EXERCISE DESCRIPTION -> Rescale the part of the data that opens with the line containing "Reviewer note: confirm that every instance of the ground" and closes with the line containing "<point>60,199</point>", rewriting only those lines, requests included, with the requests left unchanged. Multiply every point coordinate in the answers by 2.05 and round each result to a whole number, rounding halves up.

[Begin RECORDS]

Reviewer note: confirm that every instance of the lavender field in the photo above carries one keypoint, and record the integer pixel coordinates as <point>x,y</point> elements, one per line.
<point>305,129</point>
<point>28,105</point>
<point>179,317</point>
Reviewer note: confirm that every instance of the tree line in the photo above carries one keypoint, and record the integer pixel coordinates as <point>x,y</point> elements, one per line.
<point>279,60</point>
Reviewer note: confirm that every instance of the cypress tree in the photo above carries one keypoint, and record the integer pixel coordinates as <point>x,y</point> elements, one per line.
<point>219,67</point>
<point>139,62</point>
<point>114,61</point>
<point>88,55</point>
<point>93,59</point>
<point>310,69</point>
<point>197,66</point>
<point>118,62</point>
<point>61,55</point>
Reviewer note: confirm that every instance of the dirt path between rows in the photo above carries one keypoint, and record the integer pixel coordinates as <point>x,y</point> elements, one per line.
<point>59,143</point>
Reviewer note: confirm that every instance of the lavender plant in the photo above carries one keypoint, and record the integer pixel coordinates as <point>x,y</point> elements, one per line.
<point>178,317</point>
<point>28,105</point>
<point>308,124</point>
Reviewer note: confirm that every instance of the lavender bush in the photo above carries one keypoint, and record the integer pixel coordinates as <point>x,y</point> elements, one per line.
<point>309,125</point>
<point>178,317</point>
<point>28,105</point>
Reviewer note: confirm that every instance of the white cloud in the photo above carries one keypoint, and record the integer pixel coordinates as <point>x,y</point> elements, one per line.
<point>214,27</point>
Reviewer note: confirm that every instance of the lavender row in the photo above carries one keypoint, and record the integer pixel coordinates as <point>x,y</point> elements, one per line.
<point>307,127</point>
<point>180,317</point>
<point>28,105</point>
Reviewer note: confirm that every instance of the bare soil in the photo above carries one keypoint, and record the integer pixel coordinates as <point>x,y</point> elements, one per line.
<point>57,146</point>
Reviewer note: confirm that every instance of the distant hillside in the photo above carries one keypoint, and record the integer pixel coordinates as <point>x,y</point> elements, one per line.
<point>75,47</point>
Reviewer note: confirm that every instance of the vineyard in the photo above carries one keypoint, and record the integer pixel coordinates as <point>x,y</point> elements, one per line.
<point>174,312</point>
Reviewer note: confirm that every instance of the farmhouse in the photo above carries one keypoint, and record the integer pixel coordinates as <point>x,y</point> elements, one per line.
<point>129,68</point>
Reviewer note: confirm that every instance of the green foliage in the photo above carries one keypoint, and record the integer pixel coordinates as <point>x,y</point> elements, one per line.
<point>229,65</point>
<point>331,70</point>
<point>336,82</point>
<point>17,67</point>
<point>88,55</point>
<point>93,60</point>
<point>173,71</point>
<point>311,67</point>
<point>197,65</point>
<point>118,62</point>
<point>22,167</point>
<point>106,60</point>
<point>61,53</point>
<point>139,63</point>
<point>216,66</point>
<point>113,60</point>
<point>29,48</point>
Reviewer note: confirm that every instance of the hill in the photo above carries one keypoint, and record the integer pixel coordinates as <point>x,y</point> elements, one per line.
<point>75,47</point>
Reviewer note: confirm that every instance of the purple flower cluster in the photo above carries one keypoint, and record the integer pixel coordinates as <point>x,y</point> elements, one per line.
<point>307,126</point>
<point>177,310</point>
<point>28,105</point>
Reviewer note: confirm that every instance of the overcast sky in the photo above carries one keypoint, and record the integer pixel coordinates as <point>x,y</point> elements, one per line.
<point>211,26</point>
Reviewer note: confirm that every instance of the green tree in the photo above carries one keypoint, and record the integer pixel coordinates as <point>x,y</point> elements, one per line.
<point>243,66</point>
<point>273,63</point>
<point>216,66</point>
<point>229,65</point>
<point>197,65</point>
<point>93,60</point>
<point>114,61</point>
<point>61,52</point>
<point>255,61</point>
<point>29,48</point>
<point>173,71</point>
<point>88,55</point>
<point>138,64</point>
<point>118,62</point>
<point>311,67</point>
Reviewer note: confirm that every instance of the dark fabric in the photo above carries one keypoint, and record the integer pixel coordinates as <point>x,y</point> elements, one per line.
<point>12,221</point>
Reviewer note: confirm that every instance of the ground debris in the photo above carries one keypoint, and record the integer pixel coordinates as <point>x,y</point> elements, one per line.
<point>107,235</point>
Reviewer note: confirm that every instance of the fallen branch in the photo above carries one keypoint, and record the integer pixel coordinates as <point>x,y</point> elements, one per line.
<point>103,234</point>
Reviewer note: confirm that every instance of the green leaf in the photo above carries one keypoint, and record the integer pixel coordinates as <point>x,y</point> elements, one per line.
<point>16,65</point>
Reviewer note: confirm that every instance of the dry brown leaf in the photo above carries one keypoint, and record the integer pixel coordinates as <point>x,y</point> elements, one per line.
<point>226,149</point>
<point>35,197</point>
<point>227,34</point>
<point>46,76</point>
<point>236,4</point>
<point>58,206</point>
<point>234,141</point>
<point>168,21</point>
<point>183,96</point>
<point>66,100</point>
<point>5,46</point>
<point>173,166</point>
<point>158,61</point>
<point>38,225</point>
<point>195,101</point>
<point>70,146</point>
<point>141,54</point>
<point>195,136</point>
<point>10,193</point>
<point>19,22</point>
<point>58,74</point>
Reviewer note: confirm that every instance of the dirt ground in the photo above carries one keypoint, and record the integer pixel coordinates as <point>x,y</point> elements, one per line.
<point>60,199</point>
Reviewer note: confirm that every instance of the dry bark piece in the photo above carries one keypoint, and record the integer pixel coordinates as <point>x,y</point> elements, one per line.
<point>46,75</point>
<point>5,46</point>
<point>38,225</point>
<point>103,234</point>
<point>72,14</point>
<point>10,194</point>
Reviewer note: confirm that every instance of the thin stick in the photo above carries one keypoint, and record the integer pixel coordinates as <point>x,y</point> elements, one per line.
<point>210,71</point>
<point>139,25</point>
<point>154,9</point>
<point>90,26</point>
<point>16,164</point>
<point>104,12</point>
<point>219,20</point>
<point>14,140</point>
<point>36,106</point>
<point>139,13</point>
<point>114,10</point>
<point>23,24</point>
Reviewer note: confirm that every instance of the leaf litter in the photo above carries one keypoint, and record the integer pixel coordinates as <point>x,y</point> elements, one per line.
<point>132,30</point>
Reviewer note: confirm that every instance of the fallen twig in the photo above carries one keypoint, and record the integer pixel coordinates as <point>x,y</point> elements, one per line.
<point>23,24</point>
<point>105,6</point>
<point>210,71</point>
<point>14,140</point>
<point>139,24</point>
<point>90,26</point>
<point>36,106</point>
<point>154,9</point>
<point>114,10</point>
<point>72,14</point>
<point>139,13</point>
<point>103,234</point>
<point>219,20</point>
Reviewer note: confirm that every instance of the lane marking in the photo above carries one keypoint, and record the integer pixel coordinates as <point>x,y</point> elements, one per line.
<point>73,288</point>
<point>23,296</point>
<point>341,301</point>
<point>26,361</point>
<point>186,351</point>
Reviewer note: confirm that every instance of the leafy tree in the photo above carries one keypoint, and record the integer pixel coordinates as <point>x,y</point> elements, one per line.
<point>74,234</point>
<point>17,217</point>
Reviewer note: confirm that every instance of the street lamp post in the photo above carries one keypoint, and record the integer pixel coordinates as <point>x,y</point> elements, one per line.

[End RECORDS]

SOLVED EXERCISE ->
Reviewer note: confirm that every instance of the ground debris in the photo above carries one keypoint, and record the integer pixel coordinates as <point>x,y</point> elements, one per line.
<point>219,482</point>
Reviewer note: confirm that every instance of the fallen branch in the photo above carries one keypoint, and record the integer pixel coordinates as <point>x,y</point> elements, one per line.
<point>211,480</point>
Reviewer note: confirm that every instance of the green leaf in the photo above carries one keypoint, and record the integer pixel coordinates as <point>x,y</point> elements, one per line.
<point>33,133</point>
Reviewer note: confirm that every instance of the dry brown leaf in the photo above carries one keypoint, and record the integer pixel coordinates as <point>x,y</point> elements, one per line.
<point>463,305</point>
<point>72,404</point>
<point>465,70</point>
<point>94,156</point>
<point>484,8</point>
<point>119,422</point>
<point>480,289</point>
<point>344,43</point>
<point>375,197</point>
<point>135,205</point>
<point>10,94</point>
<point>355,340</point>
<point>324,125</point>
<point>78,461</point>
<point>400,207</point>
<point>144,299</point>
<point>289,111</point>
<point>400,279</point>
<point>21,396</point>
<point>39,45</point>
<point>119,152</point>
Reviewer note: confirm that every instance of the dirt ground in the photo above carries one keypoint, and record the integer pixel coordinates as <point>x,y</point> elements, one per line.
<point>123,408</point>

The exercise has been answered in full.